Given instruction:
Rewrite the records between the lines holding "out the folded" and "[(161, 228)]", inclusive, swapping "folded hands" for "clasped hands" and leaving everything else unchanged.

===== Excerpted records =====

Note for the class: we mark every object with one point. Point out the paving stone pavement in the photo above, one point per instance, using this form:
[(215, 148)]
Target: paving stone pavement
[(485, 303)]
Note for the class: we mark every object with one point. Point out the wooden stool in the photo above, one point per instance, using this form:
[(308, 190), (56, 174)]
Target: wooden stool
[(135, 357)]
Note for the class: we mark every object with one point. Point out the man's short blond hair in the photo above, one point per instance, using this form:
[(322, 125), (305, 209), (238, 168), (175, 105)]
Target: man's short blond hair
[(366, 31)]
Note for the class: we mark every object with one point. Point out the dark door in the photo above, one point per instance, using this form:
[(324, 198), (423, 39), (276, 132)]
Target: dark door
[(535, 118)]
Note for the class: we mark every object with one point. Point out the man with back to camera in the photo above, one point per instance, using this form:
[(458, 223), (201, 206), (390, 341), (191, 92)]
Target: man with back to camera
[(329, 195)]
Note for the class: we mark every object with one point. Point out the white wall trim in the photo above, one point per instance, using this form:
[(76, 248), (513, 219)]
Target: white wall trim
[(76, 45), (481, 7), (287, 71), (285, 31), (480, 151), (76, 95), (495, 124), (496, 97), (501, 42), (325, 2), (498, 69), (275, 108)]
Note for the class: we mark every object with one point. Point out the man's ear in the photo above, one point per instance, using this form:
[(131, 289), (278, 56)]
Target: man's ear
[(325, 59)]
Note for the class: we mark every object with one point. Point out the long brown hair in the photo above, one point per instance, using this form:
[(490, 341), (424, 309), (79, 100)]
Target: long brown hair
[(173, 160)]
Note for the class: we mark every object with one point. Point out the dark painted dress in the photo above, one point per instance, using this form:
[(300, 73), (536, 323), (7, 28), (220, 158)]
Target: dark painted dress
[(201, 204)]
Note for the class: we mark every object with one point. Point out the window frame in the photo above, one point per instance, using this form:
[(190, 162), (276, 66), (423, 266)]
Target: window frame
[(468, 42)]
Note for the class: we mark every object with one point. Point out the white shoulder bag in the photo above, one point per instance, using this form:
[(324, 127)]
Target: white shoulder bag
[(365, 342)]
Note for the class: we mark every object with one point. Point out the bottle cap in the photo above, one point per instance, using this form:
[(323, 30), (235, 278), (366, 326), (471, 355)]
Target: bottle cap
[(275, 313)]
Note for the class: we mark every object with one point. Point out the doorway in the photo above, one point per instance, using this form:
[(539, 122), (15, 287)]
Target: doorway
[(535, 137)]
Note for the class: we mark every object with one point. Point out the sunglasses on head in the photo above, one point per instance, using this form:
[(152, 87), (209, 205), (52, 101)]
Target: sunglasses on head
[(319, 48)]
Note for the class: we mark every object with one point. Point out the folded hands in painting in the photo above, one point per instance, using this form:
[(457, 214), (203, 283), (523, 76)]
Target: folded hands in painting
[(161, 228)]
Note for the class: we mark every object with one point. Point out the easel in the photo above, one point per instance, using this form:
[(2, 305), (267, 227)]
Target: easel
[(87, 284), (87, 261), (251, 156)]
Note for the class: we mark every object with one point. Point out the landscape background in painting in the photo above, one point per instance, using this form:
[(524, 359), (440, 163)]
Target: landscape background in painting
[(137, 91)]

=====

Answer to the problem:
Note for the class: we mark every object with one point. Point out the clasped hands in painting in the photo above, one point per instance, using this form:
[(457, 214), (203, 283), (523, 76)]
Target: clasped hands in painting
[(161, 228)]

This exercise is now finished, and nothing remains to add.